» GIVEN RECORDS
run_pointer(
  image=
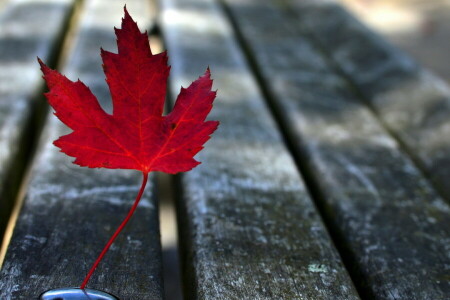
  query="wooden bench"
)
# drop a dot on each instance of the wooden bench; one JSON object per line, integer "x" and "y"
{"x": 326, "y": 178}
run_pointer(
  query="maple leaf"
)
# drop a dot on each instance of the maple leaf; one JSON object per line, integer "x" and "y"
{"x": 136, "y": 135}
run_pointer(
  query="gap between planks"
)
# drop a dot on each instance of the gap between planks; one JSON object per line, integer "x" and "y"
{"x": 35, "y": 126}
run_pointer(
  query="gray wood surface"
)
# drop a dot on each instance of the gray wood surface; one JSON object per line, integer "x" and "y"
{"x": 70, "y": 212}
{"x": 248, "y": 227}
{"x": 391, "y": 226}
{"x": 413, "y": 103}
{"x": 27, "y": 29}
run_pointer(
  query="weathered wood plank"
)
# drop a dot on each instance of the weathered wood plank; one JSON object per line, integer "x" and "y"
{"x": 248, "y": 227}
{"x": 70, "y": 212}
{"x": 27, "y": 29}
{"x": 412, "y": 103}
{"x": 392, "y": 227}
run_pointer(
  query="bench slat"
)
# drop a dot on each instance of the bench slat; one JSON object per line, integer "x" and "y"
{"x": 27, "y": 29}
{"x": 248, "y": 227}
{"x": 392, "y": 226}
{"x": 413, "y": 103}
{"x": 70, "y": 212}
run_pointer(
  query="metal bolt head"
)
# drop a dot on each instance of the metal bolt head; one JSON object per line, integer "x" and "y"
{"x": 76, "y": 294}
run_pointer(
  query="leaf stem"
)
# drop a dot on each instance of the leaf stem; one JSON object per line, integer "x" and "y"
{"x": 116, "y": 233}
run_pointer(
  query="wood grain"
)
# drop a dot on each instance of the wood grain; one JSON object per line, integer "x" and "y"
{"x": 390, "y": 224}
{"x": 412, "y": 102}
{"x": 248, "y": 227}
{"x": 70, "y": 212}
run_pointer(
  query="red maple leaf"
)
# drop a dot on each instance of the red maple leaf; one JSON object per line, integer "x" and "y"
{"x": 136, "y": 135}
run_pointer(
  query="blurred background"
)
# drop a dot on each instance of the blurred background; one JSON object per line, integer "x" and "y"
{"x": 419, "y": 27}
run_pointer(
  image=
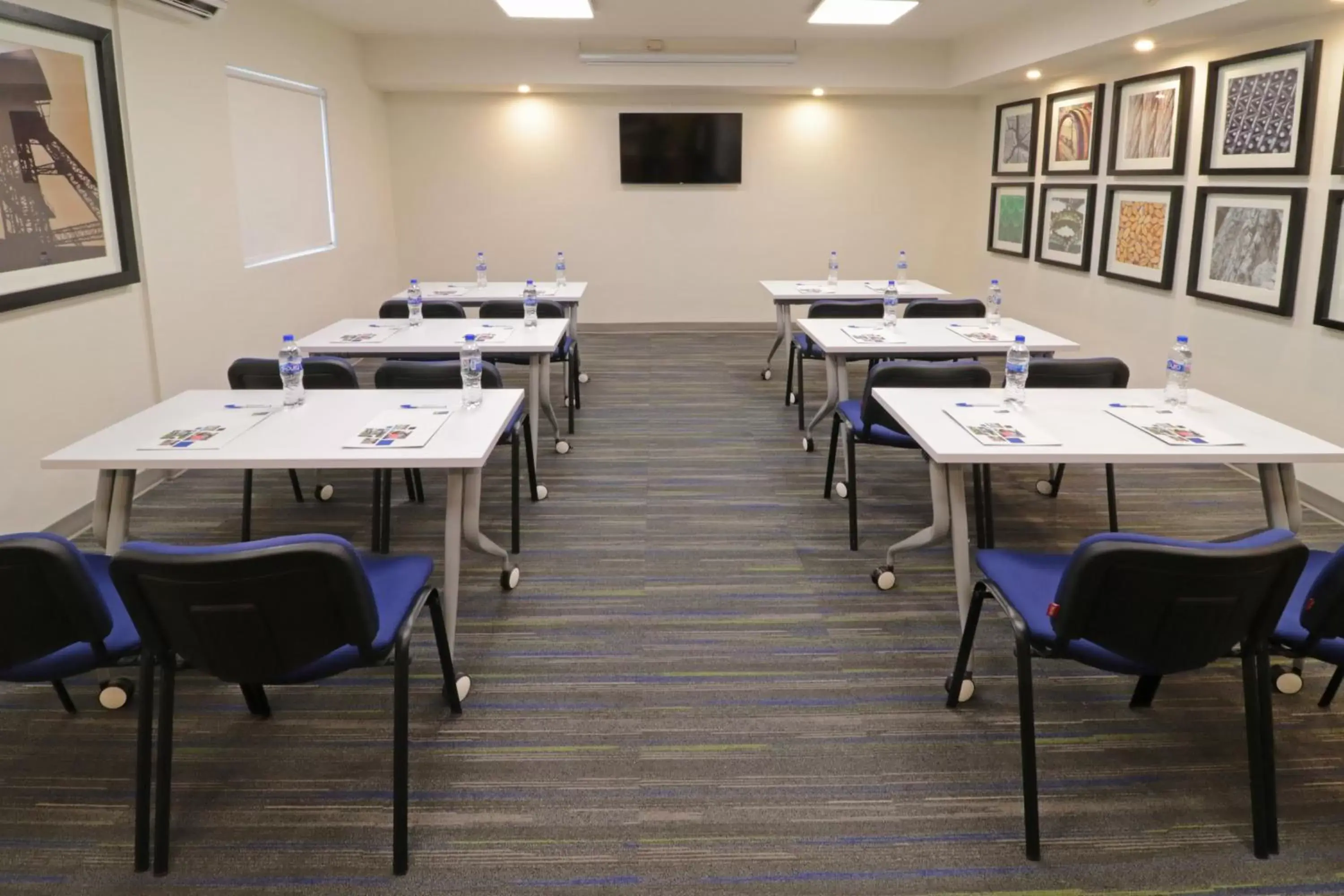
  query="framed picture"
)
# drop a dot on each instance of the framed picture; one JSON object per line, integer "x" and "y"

» TO BE DONE
Excluding the pictures, reproduce every entry exactly as given.

» TASK SOLUTION
run_pointer(
  image=
  query="wooden bench"
)
# drop a dot on each instance of the wooden bench; one JSON object per line, integer "x" and "y"
{"x": 326, "y": 178}
run_pointer(
  query="maple leaf"
)
# drop a dot on each instance of the maple leaf; one JSON object per line, integer "x" and "y"
{"x": 136, "y": 135}
run_pointer(
  query="gap between planks"
)
# drop a dot on each instance of the gap between planks; one JSON object per line, integer "x" and "y"
{"x": 35, "y": 126}
run_pointer(
  query="gray wood surface"
)
# drop a dot on each instance of the gray wood surface; one JSON object per line, integer "x" and "y"
{"x": 70, "y": 212}
{"x": 248, "y": 227}
{"x": 391, "y": 226}
{"x": 413, "y": 103}
{"x": 27, "y": 29}
run_pointer(
  query="weathered wood plank"
)
# drop a dot on each instance of the weathered wood plank; one JSON object per line, integer "x" and "y"
{"x": 248, "y": 227}
{"x": 70, "y": 212}
{"x": 27, "y": 29}
{"x": 412, "y": 103}
{"x": 392, "y": 227}
run_pointer(
  query="bench slat"
)
# drop a dot on each instance of the bench slat; one JSON object per line, integer "x" and "y"
{"x": 27, "y": 29}
{"x": 248, "y": 227}
{"x": 392, "y": 226}
{"x": 413, "y": 103}
{"x": 70, "y": 212}
run_pointer(
  query="metal bolt head"
)
# drop a dot on each instance of the metal bolt head; one JSON object per line, integer "x" and "y"
{"x": 76, "y": 294}
run_pointer(
  query="leaf stem"
)
# drop a dot on each instance of the leaf stem; one JSON object per line, integer "x" and "y"
{"x": 116, "y": 233}
run_pointer(
  query="wood grain"
)
# drop a dot on each instance of the wood grain; one JSON object per line, integer "x" and "y"
{"x": 390, "y": 224}
{"x": 412, "y": 102}
{"x": 248, "y": 227}
{"x": 70, "y": 212}
run_pointer(
  query="red maple leaf"
)
# drop a dot on each instance of the red maple leaf; one JSON object per line, integer "x" and "y"
{"x": 136, "y": 135}
run_pointer(
  query="blurred background"
)
# drop a dot on each instance of the blurred background; one JSON object per line, integer "x" and "y"
{"x": 419, "y": 27}
run_pointer(
  image=
  query="framed picture"
)
# drop a dot on each instance of the framed picture; one JSON object per line, integer "x" and "y"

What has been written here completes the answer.